Set task – Give every entry again, word for word.

Stored records –
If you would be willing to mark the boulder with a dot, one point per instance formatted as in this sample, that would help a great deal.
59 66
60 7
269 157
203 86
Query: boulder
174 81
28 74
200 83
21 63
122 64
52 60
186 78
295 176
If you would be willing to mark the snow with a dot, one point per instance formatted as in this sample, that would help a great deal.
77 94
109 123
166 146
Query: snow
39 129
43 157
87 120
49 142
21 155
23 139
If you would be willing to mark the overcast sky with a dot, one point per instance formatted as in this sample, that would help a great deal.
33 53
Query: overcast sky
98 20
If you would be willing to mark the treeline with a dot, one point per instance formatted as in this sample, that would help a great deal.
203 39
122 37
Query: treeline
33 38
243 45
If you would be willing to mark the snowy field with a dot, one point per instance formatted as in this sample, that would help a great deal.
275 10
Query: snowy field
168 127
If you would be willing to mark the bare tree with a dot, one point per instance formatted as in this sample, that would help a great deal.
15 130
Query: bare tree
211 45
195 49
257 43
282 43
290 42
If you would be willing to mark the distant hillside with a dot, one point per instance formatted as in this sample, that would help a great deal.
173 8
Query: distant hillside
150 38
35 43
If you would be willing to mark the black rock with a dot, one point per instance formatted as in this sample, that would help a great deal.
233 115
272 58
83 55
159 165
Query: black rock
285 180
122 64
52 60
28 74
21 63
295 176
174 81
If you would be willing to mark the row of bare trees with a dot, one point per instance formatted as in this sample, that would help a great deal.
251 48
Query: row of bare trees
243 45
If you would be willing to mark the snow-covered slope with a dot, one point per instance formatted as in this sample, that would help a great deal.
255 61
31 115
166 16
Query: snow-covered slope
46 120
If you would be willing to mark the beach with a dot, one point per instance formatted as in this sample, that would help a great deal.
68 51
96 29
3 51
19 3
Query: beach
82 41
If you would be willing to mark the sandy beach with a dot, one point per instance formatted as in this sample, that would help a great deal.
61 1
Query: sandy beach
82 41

In response –
If you would be willing to mark the boulder with a dot, one point per instance formatted as in this sample, that would help a great deal.
59 66
60 7
269 157
203 86
Query: boulder
174 81
28 74
200 83
21 63
122 64
52 60
186 78
295 176
If you would be willing to mark the snow with a dot, one point per instance formatted as in this sample, that would help a great deal.
77 94
109 123
166 146
Query: snow
39 129
43 157
87 120
49 142
21 155
23 139
If you would be willing to mark the overcast sky with a dot, one point per instance formatted as in this sample, that would help a great deal.
33 53
Query: overcast sky
98 20
If you would be willing to mark the treeline with a dot, one point per instance formatted as in this sample, that would help a great deal.
203 39
122 37
Query: treeline
33 38
243 45
If you would be willing to mark the snowy field with a dot, one point per instance formatted as in this sample, that would help a great deal.
275 10
Query: snowy field
168 127
If you would be willing to mark the bare tree with a dot, one point per instance formatted as in this sample, that would help a great deal.
15 130
Query: bare tree
211 45
195 49
257 43
282 43
290 42
If you would be willing to mark the distant hillside with a dot, one point per instance formatted as in this sample, that would help a great deal.
173 8
Query: distant hillside
150 38
35 43
If you would be willing to mark the black rock with a dot, one point per instance formatted as in this sample, that would help a great deal.
233 115
272 58
83 55
159 165
Query: black rock
285 180
122 64
52 60
28 74
21 63
295 176
174 81
If you would be willing to mark the row of bare trees with a dot, one point per instance formatted as in this sample, that would help a great deal.
251 48
Query: row of bare trees
243 45
If you would be willing to mark the snow-covered slope with a dot, one point per instance formatted as in this sample, that would help a great deal.
255 61
31 115
166 16
Query: snow-covered slope
46 120
If you would be willing to mark the beach with a dot, one point per instance formatted as in this sample, that would help a great deal.
68 51
96 29
3 51
19 3
Query: beach
82 41
If you would be willing to mark the sandy beach with a dot, one point per instance formatted as in this sample, that would help a great deal.
61 1
Query: sandy beach
82 41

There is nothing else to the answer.